### [Trabajo pedido]
Cita sin cambios el fragmento del texto sobre Georgia O’Keeffe, que aparece más abajo, que empieza con las palabras "O’Keeffe sobrevivirá 40" y termina con "8/9/2021 al 6/12/2021.".

### [Texto mostrado]
>>>

El año 1916 produjo un acontecimiento revelador para la vida artística de Georgia O’Keeffe. Nacida hacia 1887 en una remota y humilde granja de Sun Prairie, estado de Wisconsin (EEUU), a los 29 años le pidió a su amiga y confidente Anita Pollitzer que le acerque sus dibujos al carbón (titulados “Special”) al prestigioso fotógrafo Alfred Stieglitz, fundador de la legendaria galería “291”.
Situada en la 5ta. Avenida de Nueva York, era el indiscutido epicentro de ese hervidero de la vanguardia local y de sus nexos con la europea, donde además serán expuestos, desde comienzos del siglo XX, Cézanne, Picasso, Matisse, Brancusi, Rodin (cuyos deslumbrantes dibujos acuarelados de Isadora Duncan ¿inspiraron? la inicial formación de O’Keeffe) y donde también las ideas de Kandinsky contenidas en “De lo espiritual en el arte” (traducido por Stieglitz del alemán) desencadenarán adhesiones y polémicas. En particular su precepto “la teoría jamás precede a la práctica”, defendido con énfasis por O’Keeffe. Allí se abre de repente para ella lo intempestivo, esto es, la conjunción de una vocación preexistente o larvada y un destino que esa misma vocación acaso desconocía, aunque recónditamente alimentaba.
Paralelamente, O’Keeffe inicia entonces un vínculo artístico y sentimental con Stieglitz: éste organizó, desde 1925 en la “291” y en otras galerías que fue fundando, muestras anuales de O’Keeffe. No sin cierto estupor ante una apabullante originalidad, el fotógrafo veía en sus pinturas “sentimientos límpidos y espontáneos”. Sin embargo, la relación estuvo atravesada por intríngulis, malentendidos, discordias, en fin, diversas circunstancias causaron recurrentes motivos de ruptura que no afectaron la admiración recíproca como tampoco el hecho de no tener idénticas preferencias estéticas. Tras la muerte de Stieglitz en 1946, O’Keeffe conservará una íntima veneración manifestada en el deseo de obtener su aprobación al terminar cada cuadro: “Quisiera preguntarle si le habría gustado”.
O’Keeffe sobrevivirá 40 años a Stieglitz: vivió 99 años. Es cierto, necesitó todo ese tiempo para elaborar su obra a medida que surgían cada uno de los hitos reformulados ahora por la cuidada y exhaustiva exposición –comisariada por Didier Ottinger, autor asimismo de un esclarecedor ensayo, “Une modernité déviante” (Una modernidad excéntrica), incluido en el catálogo- organizada por el Centre Pompidou de Paris, y cuya duración abarca desde el 8/9/2021 al 6/12/2021.

<<<

### [Material]

>>>

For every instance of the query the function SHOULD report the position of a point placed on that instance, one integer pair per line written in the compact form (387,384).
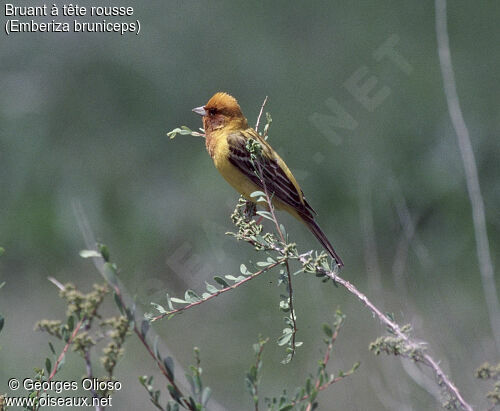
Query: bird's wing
(277,177)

<<<

### [Solución del ejercicio]
O’Keeffe sobrevivirá 40 años a Stieglitz: vivió 99 años. Es cierto, necesitó todo ese tiempo para elaborar su obra a medida que surgían cada uno de los hitos reformulados ahora por la cuidada y exhaustiva exposición –comisariada por Didier Ottinger, autor asimismo de un esclarecedor ensayo, “Une modernité déviante” (Una modernidad excéntrica), incluido en el catálogo- organizada por el Centre Pompidou de Paris, y cuya duración abarca desde el 8/9/2021 al 6/12/2021.